### Selected passage
>> BEGIN

Advice needed - 13yr old boy/girl party trouble

I am not sure about the specific person you are responding to, but what got me was that the earlier post from you on the subject struck me as saying that every parent needs to make it their business to tell other parents all of these things when 13 year olds are getting together (which may well be a misuiderstanding on my part--so hard to read tone in writing). It is just not feasible to do that and know what every parent is going to take issue with, etc. Also, while it is awesome that you know all of your DD's friends parents so well, we are not all so lucky. DD has lived in 5 US states and also Germany in her 13 years. She has lived in 7 houses and semi longterm (1-3 months) in 3 different hotels. With all of that moving around I jsut flat out do not have the time to really foster a relatiponship with the parents of all of her and her younger brother's friends. I do make a point to at least meet a parent and introduce myself if at all possible, but i am getting to where i may even trust DDs judgement and let her go home from school with a friend whom I have never met. Often the parents work long hours and live on the other side of the city. It just doesn't work to arrange everything for the kids anymore. I have to trust DD to use sound judgement and call me if she needs help.

We posted at the same time, see below you post, lol.
 
kelly403 wrote:

For those who think this 'friendship' should be saved...I am not understanding why friends would even do things like this 'friend' did the next day to the OP and her dd. Friends usually say hey right now I am upset and I really don't know what to say about it. Friends respect each other. So I am at a loss as to why it is sad? 7 years is a long time. 7 years is long enough for you to really really know each other and respect each other if you are TRULY friends.

MTE!:thumbsup2

TC:cool1:
 
FWIW, when I went to a friend’s “make-out” 13th birthday party (mentioned in post # 2), I had no clue that boys would be there too. I had little interest in boys then; I never discussed them with my friend and was shocked to see her kissing one.

Some kids are late-bloomers; others can’t wait to be adults, but most kids probably fall somewhere in the middle.

>> END

[Collected data]
>> BEGIN

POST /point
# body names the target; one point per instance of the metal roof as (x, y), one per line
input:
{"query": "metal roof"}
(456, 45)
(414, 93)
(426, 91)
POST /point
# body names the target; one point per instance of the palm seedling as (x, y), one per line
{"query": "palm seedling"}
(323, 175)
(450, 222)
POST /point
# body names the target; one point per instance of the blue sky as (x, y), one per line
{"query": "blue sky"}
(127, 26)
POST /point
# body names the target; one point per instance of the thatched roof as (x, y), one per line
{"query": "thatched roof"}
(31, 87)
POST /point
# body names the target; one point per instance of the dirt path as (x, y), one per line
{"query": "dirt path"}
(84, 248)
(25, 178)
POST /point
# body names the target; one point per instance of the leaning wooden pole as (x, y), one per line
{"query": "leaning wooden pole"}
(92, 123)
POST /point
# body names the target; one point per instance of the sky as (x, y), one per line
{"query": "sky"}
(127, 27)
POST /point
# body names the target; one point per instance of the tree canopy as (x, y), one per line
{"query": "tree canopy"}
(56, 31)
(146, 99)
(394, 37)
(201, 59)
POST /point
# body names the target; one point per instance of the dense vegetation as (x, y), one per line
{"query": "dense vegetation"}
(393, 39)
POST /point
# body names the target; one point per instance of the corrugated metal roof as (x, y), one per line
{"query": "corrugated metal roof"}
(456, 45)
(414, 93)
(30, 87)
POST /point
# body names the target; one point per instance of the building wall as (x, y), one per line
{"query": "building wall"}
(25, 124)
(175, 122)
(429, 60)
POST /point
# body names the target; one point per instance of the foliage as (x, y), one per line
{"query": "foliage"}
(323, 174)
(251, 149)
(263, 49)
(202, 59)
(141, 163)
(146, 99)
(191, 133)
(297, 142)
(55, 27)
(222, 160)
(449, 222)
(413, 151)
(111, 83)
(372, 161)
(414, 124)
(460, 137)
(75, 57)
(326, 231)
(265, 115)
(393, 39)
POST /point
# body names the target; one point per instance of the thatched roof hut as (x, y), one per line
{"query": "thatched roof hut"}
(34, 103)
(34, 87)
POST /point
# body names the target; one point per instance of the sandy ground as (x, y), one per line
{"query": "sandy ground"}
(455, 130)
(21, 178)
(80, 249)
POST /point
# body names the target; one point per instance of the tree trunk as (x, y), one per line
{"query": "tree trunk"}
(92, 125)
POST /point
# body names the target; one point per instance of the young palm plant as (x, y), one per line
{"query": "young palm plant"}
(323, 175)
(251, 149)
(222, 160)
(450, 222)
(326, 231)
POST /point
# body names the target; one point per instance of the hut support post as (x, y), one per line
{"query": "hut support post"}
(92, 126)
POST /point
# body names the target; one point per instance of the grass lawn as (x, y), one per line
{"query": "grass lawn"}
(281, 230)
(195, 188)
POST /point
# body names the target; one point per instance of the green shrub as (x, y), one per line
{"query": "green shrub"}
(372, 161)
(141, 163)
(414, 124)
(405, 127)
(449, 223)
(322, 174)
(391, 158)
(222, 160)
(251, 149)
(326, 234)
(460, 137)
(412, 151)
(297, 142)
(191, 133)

>> END
>> BEGIN

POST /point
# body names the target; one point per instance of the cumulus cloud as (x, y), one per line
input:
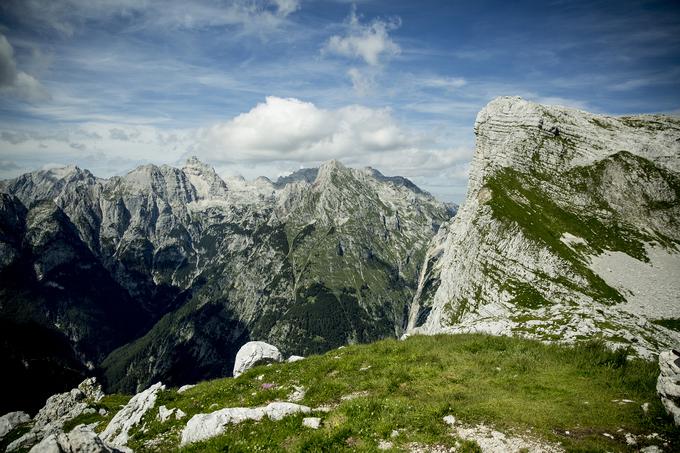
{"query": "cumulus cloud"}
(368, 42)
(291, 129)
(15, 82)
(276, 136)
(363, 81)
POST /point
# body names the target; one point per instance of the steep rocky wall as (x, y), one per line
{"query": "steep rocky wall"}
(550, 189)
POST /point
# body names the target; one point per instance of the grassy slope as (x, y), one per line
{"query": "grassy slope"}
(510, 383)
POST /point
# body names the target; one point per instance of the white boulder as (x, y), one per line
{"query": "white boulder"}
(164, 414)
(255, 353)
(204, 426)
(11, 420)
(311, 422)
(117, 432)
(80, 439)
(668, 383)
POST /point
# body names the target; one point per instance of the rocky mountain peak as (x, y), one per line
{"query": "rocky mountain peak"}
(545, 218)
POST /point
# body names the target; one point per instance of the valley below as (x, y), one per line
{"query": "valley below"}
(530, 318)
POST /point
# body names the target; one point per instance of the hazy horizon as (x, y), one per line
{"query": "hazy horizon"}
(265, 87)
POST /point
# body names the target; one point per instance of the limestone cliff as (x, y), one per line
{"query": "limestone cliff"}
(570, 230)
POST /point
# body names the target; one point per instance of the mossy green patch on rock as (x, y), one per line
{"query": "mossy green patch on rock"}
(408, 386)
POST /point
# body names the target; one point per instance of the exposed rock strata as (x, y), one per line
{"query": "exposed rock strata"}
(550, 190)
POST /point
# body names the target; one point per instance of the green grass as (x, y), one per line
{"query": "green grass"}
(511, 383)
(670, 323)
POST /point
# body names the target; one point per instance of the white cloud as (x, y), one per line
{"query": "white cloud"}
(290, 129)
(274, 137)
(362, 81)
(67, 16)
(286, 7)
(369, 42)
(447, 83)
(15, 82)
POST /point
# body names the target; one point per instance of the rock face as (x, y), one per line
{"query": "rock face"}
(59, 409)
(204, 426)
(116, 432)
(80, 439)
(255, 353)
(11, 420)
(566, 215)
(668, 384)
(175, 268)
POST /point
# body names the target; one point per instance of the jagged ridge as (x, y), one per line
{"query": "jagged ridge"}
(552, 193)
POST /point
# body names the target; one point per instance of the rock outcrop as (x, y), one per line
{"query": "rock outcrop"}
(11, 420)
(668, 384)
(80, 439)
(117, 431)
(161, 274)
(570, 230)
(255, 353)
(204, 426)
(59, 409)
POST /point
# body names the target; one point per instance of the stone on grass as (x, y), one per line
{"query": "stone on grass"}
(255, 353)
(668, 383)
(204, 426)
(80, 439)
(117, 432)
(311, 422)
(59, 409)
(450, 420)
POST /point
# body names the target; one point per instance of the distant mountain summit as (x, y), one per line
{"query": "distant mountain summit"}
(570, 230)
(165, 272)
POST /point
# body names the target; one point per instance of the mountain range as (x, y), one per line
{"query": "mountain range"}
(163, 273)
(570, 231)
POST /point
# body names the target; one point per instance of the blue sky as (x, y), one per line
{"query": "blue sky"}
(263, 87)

>> END

### Set of tasks
**a.** In the forum thread about the 13-year-old's party, the first reply describes where the daughter has lived. List each kind of place it names, along with any number it gives.
**b.** Show every line of the records that contains the word "canopy".

### Worked answers
**a.**
- US states: 5
- Germany: no number given
- Houses: 7
- Hotels: 3, each stay semi long-term (1–3 months)

**b.**
# body names the target; one point per instance of the tree canopy as (x, y), one per line
{"query": "tree canopy"}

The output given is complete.